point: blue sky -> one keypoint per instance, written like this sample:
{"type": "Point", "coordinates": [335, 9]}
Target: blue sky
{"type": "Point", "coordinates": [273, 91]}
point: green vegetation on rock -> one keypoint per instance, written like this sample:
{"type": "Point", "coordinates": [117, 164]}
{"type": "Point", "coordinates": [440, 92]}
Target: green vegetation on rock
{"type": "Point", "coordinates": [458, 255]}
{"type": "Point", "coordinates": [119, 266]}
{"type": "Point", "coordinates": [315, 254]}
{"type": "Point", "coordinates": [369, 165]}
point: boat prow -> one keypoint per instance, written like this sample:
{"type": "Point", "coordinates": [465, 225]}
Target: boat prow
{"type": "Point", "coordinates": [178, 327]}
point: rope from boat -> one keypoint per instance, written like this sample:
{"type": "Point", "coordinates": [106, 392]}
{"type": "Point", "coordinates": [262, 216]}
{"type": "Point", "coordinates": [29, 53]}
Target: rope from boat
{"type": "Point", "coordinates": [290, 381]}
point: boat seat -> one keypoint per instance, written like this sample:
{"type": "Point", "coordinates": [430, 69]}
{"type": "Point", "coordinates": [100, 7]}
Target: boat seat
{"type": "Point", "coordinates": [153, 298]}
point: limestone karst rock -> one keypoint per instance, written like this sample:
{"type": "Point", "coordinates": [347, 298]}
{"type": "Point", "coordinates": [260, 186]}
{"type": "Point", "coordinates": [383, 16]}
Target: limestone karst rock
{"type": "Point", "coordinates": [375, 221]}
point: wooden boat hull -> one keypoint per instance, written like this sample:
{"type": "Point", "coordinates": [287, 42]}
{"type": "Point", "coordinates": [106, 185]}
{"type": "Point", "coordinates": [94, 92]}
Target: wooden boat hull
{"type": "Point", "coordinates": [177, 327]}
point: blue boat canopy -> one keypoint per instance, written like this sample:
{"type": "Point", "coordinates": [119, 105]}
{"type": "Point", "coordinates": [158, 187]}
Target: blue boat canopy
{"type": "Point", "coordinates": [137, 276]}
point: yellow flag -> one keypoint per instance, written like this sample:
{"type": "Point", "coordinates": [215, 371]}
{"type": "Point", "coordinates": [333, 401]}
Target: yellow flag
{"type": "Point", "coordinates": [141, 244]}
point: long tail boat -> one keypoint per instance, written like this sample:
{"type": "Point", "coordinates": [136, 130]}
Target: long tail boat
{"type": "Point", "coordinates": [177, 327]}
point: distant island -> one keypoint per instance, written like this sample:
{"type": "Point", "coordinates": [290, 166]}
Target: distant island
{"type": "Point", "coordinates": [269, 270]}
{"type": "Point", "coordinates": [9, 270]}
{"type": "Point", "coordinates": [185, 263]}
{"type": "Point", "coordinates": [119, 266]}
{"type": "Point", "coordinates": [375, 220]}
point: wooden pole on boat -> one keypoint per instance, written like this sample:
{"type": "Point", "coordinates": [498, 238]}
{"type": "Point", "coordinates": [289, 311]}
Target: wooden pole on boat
============
● REQUIRED WORK:
Could you edit the data above by replacing "keypoint" with "marker" throughout and leaving everything else unchanged?

● FINAL ANSWER:
point: blue sky -> one marker per instance, written like this sample:
{"type": "Point", "coordinates": [335, 9]}
Target: blue sky
{"type": "Point", "coordinates": [273, 91]}
point: green vegetation on rock -> one marker per instance, written like this sample:
{"type": "Point", "coordinates": [117, 164]}
{"type": "Point", "coordinates": [440, 92]}
Target: green vegetation on rock
{"type": "Point", "coordinates": [458, 255]}
{"type": "Point", "coordinates": [119, 266]}
{"type": "Point", "coordinates": [315, 254]}
{"type": "Point", "coordinates": [369, 165]}
point: boat prow -> one marker per instance, written like this sample:
{"type": "Point", "coordinates": [465, 225]}
Target: boat prow
{"type": "Point", "coordinates": [178, 327]}
point: rope from boat -> one marker per instance, written like this sample:
{"type": "Point", "coordinates": [106, 392]}
{"type": "Point", "coordinates": [262, 216]}
{"type": "Point", "coordinates": [29, 53]}
Target: rope from boat
{"type": "Point", "coordinates": [290, 381]}
point: boat seat -> one marker per instance, written like this sample:
{"type": "Point", "coordinates": [430, 69]}
{"type": "Point", "coordinates": [100, 7]}
Target: boat seat
{"type": "Point", "coordinates": [153, 298]}
point: limestone karst rock -> one marker per instance, written like this sample:
{"type": "Point", "coordinates": [347, 298]}
{"type": "Point", "coordinates": [260, 186]}
{"type": "Point", "coordinates": [383, 16]}
Target: limestone karst rock
{"type": "Point", "coordinates": [375, 221]}
point: wooden boat hull -> one marker per instance, written like this sample:
{"type": "Point", "coordinates": [287, 42]}
{"type": "Point", "coordinates": [106, 185]}
{"type": "Point", "coordinates": [94, 92]}
Target: wooden boat hull
{"type": "Point", "coordinates": [177, 327]}
point: blue boat canopy -> one marker per instance, written like this sample:
{"type": "Point", "coordinates": [119, 105]}
{"type": "Point", "coordinates": [158, 187]}
Target: blue boat canopy
{"type": "Point", "coordinates": [137, 276]}
point: yellow flag -> one marker per instance, written like this sample:
{"type": "Point", "coordinates": [215, 371]}
{"type": "Point", "coordinates": [333, 401]}
Target: yellow flag
{"type": "Point", "coordinates": [141, 244]}
point: long tail boat -> one marker per instance, written like this sample:
{"type": "Point", "coordinates": [136, 130]}
Target: long tail boat
{"type": "Point", "coordinates": [177, 327]}
point: distant island -> one marker per instance, written like this sample:
{"type": "Point", "coordinates": [290, 166]}
Target: distant island
{"type": "Point", "coordinates": [269, 270]}
{"type": "Point", "coordinates": [9, 270]}
{"type": "Point", "coordinates": [185, 263]}
{"type": "Point", "coordinates": [119, 266]}
{"type": "Point", "coordinates": [375, 220]}
point: wooden pole on boat -> one marker per instance, written like this sample:
{"type": "Point", "coordinates": [498, 238]}
{"type": "Point", "coordinates": [289, 311]}
Target: wooden pole on boat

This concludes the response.